• Exercise directions
Rewrite the listing below with every "tag" changed to "mark" and all else unchanged. Leave the pictures out.

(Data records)
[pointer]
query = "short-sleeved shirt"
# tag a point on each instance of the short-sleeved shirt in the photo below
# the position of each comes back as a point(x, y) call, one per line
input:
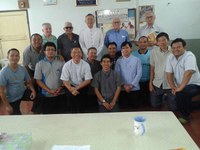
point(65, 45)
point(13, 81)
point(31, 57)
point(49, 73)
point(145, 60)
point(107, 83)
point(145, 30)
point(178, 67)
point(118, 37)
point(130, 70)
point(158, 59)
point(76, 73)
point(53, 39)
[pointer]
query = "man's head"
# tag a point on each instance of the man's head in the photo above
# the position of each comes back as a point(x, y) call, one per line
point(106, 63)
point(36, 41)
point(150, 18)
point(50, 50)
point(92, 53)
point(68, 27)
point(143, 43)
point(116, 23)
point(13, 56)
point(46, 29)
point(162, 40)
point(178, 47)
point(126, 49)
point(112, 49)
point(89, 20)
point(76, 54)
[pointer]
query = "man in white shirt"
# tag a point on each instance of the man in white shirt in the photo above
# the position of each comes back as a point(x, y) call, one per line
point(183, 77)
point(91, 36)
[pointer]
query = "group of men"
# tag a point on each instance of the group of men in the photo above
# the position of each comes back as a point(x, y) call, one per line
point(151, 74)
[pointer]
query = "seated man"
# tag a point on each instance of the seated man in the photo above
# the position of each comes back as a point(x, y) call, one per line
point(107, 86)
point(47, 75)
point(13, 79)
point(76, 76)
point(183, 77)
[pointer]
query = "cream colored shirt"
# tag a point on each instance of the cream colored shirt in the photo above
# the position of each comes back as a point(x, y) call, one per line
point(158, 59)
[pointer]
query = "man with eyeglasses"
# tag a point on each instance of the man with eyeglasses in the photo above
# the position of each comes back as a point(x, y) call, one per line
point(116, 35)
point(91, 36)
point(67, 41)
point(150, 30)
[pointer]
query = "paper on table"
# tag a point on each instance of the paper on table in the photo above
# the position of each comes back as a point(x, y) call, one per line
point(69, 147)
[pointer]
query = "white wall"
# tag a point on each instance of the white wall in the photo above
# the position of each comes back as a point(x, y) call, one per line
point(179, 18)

• Exercise solution
[pointer]
query = "short-sleeved shirt"
# mark a point on each instance of the short-sleeved shirt in the photo below
# the position of each comes back as a point(x, y) call, one per line
input:
point(65, 45)
point(13, 81)
point(31, 57)
point(49, 73)
point(145, 60)
point(107, 83)
point(145, 30)
point(178, 67)
point(118, 37)
point(130, 70)
point(158, 59)
point(76, 73)
point(53, 39)
[pointer]
query = "man's head"
# mark a point on each instance of the man's head in the photo above
# the position of each comes back as a point(x, y) call, one per line
point(106, 63)
point(36, 41)
point(150, 18)
point(50, 50)
point(92, 53)
point(68, 27)
point(143, 43)
point(116, 23)
point(13, 56)
point(46, 29)
point(162, 40)
point(178, 47)
point(126, 49)
point(112, 49)
point(89, 20)
point(76, 54)
[pointer]
query = "man in white shirt"
# mark a point on each instance of the man in white shirt in the photo above
# the position of each comes back as a point(x, y) call, one per line
point(183, 77)
point(91, 36)
[pointer]
query = "group of men"
# mark a point on each instance of the group of men in the photo above
# the position of each comes back as a point(x, y) call, one per line
point(151, 74)
[pointer]
query = "seated man"
# mark a point on each instance of the seated man in the photo above
# the position of each comes back as a point(x, y) call, one per line
point(107, 86)
point(47, 75)
point(13, 79)
point(76, 76)
point(183, 77)
[pointer]
query = "cream colored shirt"
# mark a point on each instance of the cream colored shirt in the photo above
# the position of each comes back as a point(x, y) call, one per line
point(158, 59)
[pointer]
query = "man with eyeglasses"
# mark a point on each instance of the man with eyeglasses in the photo above
# the position of each comes back as a point(x, y) call, one per line
point(116, 35)
point(91, 36)
point(67, 41)
point(150, 30)
[pointer]
query = "paper on table"
# mark a point on each instance of the paper on table in the photo above
# the position of each comes back as a point(x, y) call, one per line
point(69, 147)
[pointer]
query = "white wall"
# mark a point on each instance of the white wall in the photo above
# the position of each comes back as a point(x, y) call, one per line
point(179, 18)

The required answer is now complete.